#### [Given data]

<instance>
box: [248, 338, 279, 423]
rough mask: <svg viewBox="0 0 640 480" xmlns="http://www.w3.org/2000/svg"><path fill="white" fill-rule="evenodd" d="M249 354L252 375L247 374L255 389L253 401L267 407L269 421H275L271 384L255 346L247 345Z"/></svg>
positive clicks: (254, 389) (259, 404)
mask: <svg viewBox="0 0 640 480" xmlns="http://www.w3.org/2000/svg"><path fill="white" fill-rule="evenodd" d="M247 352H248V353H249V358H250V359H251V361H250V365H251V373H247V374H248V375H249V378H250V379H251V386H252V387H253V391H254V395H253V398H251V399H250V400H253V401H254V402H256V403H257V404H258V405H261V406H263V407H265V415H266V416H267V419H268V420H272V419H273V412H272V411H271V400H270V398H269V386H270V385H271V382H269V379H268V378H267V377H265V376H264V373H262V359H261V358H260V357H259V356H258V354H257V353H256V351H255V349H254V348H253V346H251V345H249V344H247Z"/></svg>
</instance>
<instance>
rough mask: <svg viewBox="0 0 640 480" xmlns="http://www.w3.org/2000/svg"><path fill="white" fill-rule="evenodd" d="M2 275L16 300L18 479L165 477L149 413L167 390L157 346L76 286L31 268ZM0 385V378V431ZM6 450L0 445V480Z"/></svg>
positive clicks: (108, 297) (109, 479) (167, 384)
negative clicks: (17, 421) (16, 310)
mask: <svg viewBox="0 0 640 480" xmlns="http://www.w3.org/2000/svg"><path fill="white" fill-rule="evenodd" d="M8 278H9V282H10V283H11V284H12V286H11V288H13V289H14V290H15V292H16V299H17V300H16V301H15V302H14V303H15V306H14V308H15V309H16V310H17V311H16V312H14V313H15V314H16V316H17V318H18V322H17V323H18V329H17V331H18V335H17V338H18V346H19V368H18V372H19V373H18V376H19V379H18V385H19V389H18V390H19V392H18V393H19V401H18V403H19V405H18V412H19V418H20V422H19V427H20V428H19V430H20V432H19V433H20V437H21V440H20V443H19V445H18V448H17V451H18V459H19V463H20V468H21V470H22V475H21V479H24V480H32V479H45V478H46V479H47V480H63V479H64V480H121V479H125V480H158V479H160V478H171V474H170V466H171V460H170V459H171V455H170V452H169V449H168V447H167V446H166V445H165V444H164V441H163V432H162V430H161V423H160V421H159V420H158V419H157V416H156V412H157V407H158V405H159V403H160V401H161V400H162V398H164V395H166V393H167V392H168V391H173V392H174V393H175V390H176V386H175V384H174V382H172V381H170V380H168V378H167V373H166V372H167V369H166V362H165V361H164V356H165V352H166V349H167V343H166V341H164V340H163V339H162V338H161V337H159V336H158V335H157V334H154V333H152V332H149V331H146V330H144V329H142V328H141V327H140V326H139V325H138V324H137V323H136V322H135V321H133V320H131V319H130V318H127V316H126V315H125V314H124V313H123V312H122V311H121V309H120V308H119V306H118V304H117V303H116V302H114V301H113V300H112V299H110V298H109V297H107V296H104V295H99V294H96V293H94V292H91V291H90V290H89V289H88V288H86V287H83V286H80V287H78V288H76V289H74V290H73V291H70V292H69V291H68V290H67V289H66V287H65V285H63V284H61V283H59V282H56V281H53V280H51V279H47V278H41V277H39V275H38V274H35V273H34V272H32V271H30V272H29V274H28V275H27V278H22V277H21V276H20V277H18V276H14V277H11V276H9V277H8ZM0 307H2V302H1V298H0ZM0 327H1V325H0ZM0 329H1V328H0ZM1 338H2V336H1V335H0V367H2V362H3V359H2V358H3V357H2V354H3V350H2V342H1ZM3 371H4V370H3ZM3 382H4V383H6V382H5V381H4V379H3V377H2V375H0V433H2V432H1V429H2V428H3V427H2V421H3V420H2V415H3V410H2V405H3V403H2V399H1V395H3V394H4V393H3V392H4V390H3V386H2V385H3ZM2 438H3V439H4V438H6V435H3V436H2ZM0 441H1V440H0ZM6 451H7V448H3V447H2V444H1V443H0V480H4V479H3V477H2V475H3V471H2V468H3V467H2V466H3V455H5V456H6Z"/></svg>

* * *

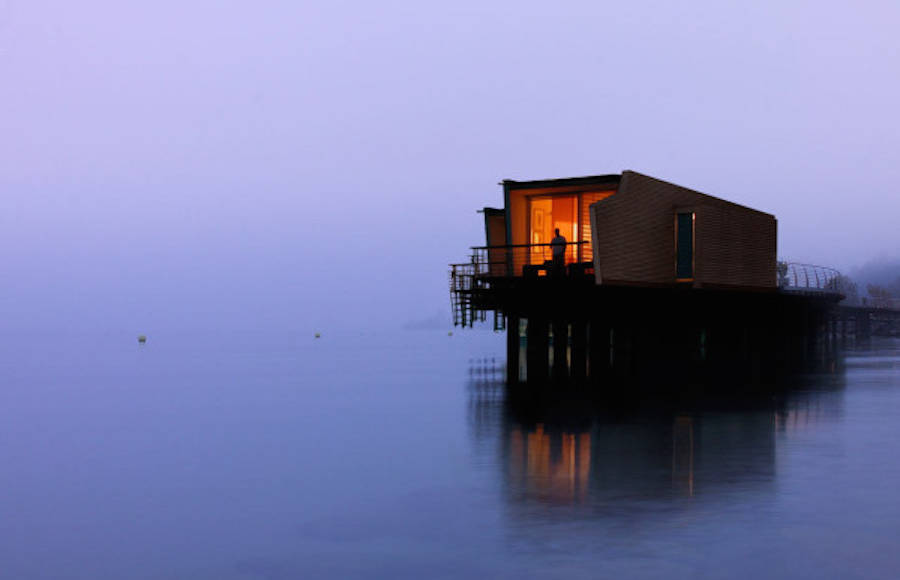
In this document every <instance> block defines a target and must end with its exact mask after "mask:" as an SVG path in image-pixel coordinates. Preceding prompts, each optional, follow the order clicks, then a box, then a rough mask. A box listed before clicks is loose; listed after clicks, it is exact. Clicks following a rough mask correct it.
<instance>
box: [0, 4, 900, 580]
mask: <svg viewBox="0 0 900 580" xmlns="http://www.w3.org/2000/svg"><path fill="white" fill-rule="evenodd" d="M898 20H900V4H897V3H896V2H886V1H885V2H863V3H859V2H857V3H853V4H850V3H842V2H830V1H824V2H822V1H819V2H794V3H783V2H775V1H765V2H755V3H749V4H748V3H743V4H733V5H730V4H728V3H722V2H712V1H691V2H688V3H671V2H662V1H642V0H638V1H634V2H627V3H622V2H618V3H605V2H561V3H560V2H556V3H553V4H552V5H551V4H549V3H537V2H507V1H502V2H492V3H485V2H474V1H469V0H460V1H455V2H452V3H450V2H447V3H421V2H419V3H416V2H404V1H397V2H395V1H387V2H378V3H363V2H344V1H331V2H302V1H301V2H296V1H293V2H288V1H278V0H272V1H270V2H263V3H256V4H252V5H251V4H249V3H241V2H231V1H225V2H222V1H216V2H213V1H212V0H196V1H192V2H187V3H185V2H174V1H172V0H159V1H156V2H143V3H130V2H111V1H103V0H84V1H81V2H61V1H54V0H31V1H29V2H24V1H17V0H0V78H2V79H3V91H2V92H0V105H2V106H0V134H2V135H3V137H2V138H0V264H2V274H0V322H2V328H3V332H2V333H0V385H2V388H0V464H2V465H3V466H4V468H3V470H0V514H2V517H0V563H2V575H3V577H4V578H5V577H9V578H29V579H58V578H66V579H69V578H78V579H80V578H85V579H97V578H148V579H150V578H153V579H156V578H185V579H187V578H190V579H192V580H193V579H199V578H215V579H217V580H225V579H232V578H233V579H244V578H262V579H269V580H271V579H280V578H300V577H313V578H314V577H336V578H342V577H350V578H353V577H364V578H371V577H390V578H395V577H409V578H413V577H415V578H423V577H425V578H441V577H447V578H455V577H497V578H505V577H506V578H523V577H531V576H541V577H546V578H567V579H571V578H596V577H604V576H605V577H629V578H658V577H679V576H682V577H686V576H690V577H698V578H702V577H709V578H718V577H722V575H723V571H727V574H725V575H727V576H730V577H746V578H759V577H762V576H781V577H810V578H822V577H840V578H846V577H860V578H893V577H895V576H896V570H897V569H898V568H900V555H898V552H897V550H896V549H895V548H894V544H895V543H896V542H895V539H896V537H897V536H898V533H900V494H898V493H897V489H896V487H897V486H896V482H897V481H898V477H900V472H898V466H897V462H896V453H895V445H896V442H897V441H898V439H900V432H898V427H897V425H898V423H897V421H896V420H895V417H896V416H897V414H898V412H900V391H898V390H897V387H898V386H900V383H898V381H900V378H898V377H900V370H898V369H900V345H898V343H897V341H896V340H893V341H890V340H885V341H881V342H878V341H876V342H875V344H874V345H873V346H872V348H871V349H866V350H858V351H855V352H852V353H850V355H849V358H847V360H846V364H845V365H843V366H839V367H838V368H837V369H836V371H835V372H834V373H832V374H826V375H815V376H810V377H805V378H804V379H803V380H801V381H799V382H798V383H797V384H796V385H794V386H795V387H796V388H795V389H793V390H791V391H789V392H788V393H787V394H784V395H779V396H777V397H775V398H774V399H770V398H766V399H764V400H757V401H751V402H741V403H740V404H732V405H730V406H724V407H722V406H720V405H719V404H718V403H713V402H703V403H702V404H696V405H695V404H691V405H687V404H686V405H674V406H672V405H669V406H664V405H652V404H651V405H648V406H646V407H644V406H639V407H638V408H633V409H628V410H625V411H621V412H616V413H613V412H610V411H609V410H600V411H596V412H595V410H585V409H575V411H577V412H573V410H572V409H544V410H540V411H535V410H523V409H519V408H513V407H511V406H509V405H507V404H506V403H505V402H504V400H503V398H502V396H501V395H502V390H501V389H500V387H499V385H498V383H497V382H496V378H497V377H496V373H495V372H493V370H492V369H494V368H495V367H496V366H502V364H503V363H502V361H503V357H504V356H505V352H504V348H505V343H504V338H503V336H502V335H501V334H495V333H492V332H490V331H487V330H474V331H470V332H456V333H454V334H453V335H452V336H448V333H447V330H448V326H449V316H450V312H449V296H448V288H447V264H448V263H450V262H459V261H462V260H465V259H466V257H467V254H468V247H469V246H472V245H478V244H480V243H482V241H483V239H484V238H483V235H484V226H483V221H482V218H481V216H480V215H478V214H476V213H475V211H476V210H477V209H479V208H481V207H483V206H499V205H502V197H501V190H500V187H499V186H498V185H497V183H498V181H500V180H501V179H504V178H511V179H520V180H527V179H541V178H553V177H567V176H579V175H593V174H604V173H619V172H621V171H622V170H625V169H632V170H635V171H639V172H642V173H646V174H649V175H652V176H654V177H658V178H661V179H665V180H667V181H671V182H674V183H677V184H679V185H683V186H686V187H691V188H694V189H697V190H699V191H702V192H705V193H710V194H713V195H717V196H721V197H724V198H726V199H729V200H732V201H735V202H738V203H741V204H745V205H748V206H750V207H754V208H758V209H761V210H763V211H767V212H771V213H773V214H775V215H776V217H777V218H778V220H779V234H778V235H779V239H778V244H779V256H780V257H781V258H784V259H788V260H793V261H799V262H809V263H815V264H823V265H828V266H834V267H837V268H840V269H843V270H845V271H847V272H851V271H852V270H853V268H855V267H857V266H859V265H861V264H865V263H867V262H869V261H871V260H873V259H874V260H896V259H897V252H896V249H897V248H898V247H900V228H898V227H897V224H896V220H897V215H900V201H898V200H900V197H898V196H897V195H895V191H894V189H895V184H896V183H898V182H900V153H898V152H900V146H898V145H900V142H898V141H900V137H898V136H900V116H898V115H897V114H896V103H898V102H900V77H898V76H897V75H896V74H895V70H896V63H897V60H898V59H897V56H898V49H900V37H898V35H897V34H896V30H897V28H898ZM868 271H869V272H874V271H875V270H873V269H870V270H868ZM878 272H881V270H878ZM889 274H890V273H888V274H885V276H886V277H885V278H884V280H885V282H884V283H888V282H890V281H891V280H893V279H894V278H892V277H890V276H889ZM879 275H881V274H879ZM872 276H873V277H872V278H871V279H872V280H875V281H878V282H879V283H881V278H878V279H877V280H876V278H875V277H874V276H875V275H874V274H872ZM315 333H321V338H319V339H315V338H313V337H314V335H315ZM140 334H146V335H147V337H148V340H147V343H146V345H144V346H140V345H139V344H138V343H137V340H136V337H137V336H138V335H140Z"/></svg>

#### [Try it]
Render the lines above as a Markdown table with a "Row" column for the row number and a "Text" column for the line, leaving out blank lines. Begin at the line that contains "In this document" and stop after the line that contains "box: [0, 4, 900, 580]".

#### [Written answer]
| Row | Text |
|---|---|
| 1 | In this document every <instance> block defines a target and must end with its exact mask after "mask:" as an SVG path in image-pixel coordinates. Preceding prompts, each optional, follow the order clicks, then a box, then a rough mask. A box listed before clicks is loose; listed after clicks, it is exact. Clicks following a rough mask correct it. |
| 2 | <instance> |
| 3 | box: [0, 4, 900, 580] |